[Start Records]

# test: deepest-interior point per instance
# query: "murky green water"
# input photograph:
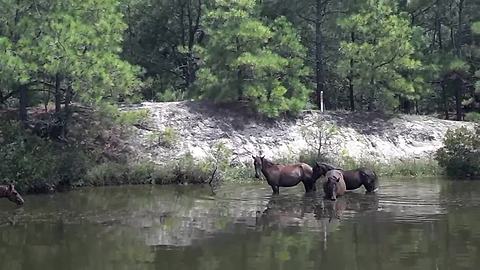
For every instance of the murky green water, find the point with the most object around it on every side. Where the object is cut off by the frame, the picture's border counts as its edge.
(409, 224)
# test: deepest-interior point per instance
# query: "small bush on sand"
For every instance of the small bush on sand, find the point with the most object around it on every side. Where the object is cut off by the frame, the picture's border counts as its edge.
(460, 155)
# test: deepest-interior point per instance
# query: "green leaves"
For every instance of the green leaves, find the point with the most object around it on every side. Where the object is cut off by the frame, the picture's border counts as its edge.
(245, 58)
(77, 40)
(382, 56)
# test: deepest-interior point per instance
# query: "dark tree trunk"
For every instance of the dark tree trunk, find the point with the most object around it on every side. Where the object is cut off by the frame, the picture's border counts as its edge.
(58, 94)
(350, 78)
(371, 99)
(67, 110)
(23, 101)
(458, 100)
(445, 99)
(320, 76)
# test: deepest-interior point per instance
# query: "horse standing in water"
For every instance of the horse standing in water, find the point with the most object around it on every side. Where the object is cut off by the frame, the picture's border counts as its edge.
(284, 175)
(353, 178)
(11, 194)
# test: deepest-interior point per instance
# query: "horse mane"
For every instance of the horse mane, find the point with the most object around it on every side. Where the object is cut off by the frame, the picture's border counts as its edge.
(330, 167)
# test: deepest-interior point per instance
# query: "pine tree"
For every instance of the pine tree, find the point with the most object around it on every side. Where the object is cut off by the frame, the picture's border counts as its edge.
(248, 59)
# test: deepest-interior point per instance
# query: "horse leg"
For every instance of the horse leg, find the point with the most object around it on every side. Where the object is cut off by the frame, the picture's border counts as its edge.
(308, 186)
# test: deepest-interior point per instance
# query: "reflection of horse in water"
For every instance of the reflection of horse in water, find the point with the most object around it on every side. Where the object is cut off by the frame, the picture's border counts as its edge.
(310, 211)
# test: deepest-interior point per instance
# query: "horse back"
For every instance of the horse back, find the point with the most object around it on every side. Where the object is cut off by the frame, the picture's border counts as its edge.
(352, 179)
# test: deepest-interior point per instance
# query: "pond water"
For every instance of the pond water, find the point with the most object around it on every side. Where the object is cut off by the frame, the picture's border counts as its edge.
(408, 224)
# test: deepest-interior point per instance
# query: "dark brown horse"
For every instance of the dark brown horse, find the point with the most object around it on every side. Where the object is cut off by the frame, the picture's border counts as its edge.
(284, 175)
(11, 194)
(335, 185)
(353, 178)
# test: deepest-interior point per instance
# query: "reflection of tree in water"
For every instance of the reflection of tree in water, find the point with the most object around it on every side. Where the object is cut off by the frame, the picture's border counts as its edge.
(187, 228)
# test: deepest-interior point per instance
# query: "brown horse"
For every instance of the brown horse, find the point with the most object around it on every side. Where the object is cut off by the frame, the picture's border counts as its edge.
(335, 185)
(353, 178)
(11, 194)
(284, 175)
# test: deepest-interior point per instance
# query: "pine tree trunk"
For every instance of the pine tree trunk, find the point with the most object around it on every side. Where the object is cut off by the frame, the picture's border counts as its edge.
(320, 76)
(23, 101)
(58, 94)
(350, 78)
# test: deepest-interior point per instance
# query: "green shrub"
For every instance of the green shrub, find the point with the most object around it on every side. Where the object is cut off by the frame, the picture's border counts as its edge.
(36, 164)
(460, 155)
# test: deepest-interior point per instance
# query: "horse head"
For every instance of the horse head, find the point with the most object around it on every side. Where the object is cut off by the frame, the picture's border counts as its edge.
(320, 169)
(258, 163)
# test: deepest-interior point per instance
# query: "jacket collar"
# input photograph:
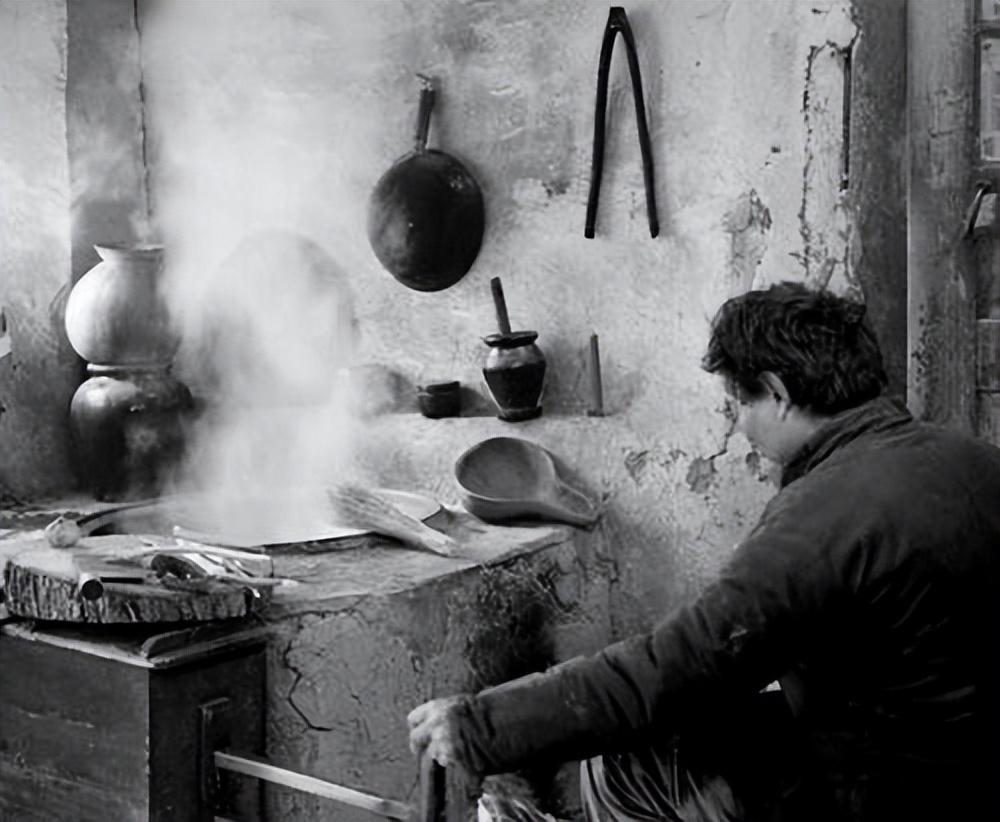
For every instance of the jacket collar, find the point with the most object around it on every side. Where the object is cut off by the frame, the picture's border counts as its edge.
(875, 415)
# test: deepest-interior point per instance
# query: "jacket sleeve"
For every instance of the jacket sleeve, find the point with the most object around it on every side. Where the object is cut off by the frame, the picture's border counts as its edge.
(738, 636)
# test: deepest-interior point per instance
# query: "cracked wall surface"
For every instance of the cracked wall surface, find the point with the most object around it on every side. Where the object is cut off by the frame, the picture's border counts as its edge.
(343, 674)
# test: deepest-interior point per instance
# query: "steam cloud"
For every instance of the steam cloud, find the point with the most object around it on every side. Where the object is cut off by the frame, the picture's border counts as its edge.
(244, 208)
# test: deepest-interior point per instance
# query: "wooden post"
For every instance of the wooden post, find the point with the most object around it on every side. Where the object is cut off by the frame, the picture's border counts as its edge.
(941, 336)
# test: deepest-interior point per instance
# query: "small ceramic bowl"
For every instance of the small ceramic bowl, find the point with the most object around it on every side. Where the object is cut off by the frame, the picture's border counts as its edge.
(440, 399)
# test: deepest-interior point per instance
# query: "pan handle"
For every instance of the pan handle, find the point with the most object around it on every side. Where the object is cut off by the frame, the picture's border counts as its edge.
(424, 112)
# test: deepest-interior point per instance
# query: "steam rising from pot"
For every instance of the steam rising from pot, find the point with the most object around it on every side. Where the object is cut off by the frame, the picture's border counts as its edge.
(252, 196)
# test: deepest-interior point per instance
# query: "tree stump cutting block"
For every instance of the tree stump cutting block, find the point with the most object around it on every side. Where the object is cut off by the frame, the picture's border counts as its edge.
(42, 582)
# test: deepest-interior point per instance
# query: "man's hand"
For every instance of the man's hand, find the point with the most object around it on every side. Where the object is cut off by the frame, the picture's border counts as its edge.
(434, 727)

[End Records]

Task brief —
Every record is to be reproduced exactly, with no pictures included.

In response —
# test: deepest-interior point per instance
# query: "murky green water"
# input photograph:
For every instance of the murky green water, find the point with the most object around it on every side. Where the object is cut off by the frame, the picture's border counts as its edge.
(409, 224)
# test: deepest-interior point per instance
# query: "small bush on sand"
For every instance of the small bush on sand, find the point with the most object around it on every side. Where the object is cut off by the frame, the picture's border counts as its edge.
(460, 155)
# test: deepest-interior point per instance
# query: "green leaves"
For every instance of the green leaves, find the point with the most object around it on every side. Where the object is cut off by the frame, the picture's border counts as its edge.
(245, 58)
(77, 40)
(382, 56)
# test: deepest-interior point per instance
# query: "dark tree trunk"
For every instance of the dark tree trunk, find the point with the most object around it on every side. Where the object is cut off by the frame, the picture's border counts as its edge.
(58, 94)
(350, 78)
(371, 99)
(67, 110)
(23, 101)
(458, 100)
(445, 99)
(320, 76)
# test: deepest-interior point per instance
# query: "horse standing in water"
For every instance of the horse standing in water, find the point with the most object around it on every side. Where the object is cut off by the frame, the picture's border counts as its edge.
(284, 175)
(353, 178)
(11, 194)
# test: deepest-interior point per instance
# query: "horse mane"
For every instance of the horse mane, find the point with the most object around it on every side. Where the object is cut off by the frame, the picture's border counts as its edge.
(330, 167)
# test: deepest-interior point per instance
# query: "pine tree"
For every instance of the pine tree, find the point with the most object around it on every side. Where the object is cut off by the frame, the picture's border counts as its edge.
(248, 59)
# test: deepest-interior point per instance
# query: "horse leg"
For every instance of the horse leg, find the point with the most object around it on every side. Where the object is cut off by the frame, the picture's border counts as its edge.
(308, 186)
# test: deepest-interior point per instance
# query: "reflection of horse in water"
For every instance of the reflection of horse in water, find the point with the most object around it on every side. Where the object is cut off by the frame, the picture's border counts as its edge.
(310, 211)
# test: deepest-interior point per instance
# query: "horse back"
For every instance of the horse back, find the point with the most object around it on every side. Where the object is cut off by the frame, the picture's border counts as its edge.
(352, 179)
# test: deepest-interior point per instance
# query: "pond water"
For every instance of the pond water, find the point with the most object around it on every side. Where the object is cut off by the frame, the picture's border counts as its edge.
(408, 224)
# test: deepest-interior point per instance
# query: "dark brown horse"
For every instance of the dark brown horse, find the point with the most object around it on every side. Where the object is cut off by the frame, the picture's border counts as its edge.
(284, 175)
(11, 194)
(335, 185)
(353, 178)
# test: deepest-interior point per instance
# query: "reflection of tree in water"
For every instance of the reflection of tree in water, find the point with the most object around it on every side. Where the object is cut off by the frame, the picture's border counts as its edge.
(187, 228)
# test: deepest-interior point per instance
# query: "brown horse"
For every instance of the brown horse, find the point with the most object around it on every side. Where the object is cut off by the frame, the picture's border counts as its edge.
(335, 185)
(353, 178)
(11, 194)
(284, 175)
# test: deepest-interior point per instance
# query: "pine tree trunk"
For every instance of the pine tree trunk, find the point with the most object around it on every side. Where the object is cut off by the frame, the picture's border counts as its edge.
(320, 76)
(23, 101)
(58, 94)
(350, 78)
# test: deepest-interior point per instance
# query: "green shrub"
For every instance of the green shrub, find the point with the most object around it on every side. Where the object is cut off by the frame, the picture's border counts as its edge.
(36, 164)
(460, 155)
# test: deepest-interior point per instance
# query: "horse head"
For every instance of the horse head, find the point with the most object around it on every side. Where the object is cut off by the frame, the picture's border counts as its edge.
(320, 169)
(258, 163)
# test: deepest-interior point per instance
# query: "jacket collar"
# input photograph:
For every instance of the jacket collar, find the point with the most object around it on every side. Where the object is cut off by the frame, the picture's border counts as its edge.
(875, 415)
# test: deepest-interior point per instance
# query: "jacket sleeve"
For every instance of the jacket sleeve, find the point with the most object around it on every side. Where the object is cut off by the frame, the picture's border counts as its edge.
(738, 636)
# test: deepest-interior point per instance
# query: "cracked wall surface"
For every instance of the cracked wall surface, find the point with the most object around it on every side. Where the object is cut off by the frame, the picture's border counts as its edge.
(343, 674)
# test: deepest-interior point per instance
# query: "steam cloud"
For every instance of the steam cloud, find the point with the most object around it on every side. Where the object is cut off by the frame, the picture's border counts as its edge.
(244, 208)
# test: deepest-interior point per instance
# query: "wooden post"
For every instance of the wooden post, find the point with the most object around it on every side. Where the object is cut off by the frame, the picture's border counts as its edge.
(941, 336)
# test: deepest-interior point per instance
# query: "small ceramic bowl"
For every instance of the small ceramic bowl, find the point with the most object around it on every side. Where the object is cut off by the frame, the picture's border counts as its edge.
(440, 399)
# test: deepest-interior point per instance
# query: "pan handle"
For every instance of the pan handle, find the point with the most object around it on every side. Where the object is cut off by the frame, the picture's border counts as its edge.
(424, 112)
# test: deepest-interior point per instance
# query: "steam rising from pot"
For every instance of the steam rising from pot, find the point with the most object around it on every side. Where the object is cut off by the frame, the picture's border counts as its edge.
(252, 196)
# test: deepest-interior point per instance
# query: "tree stump cutting block"
For every instance of the tree stump cutting block, find the point with the most object around it on every side. Where the object is cut off by the frame, the picture's border counts as its edge.
(42, 582)
# test: deepest-interior point per instance
# query: "man's hand"
For every instance of the man's hand, find the point with the most object around it on every side. Where the object is cut off by the frame, the picture's border counts as its edge.
(434, 727)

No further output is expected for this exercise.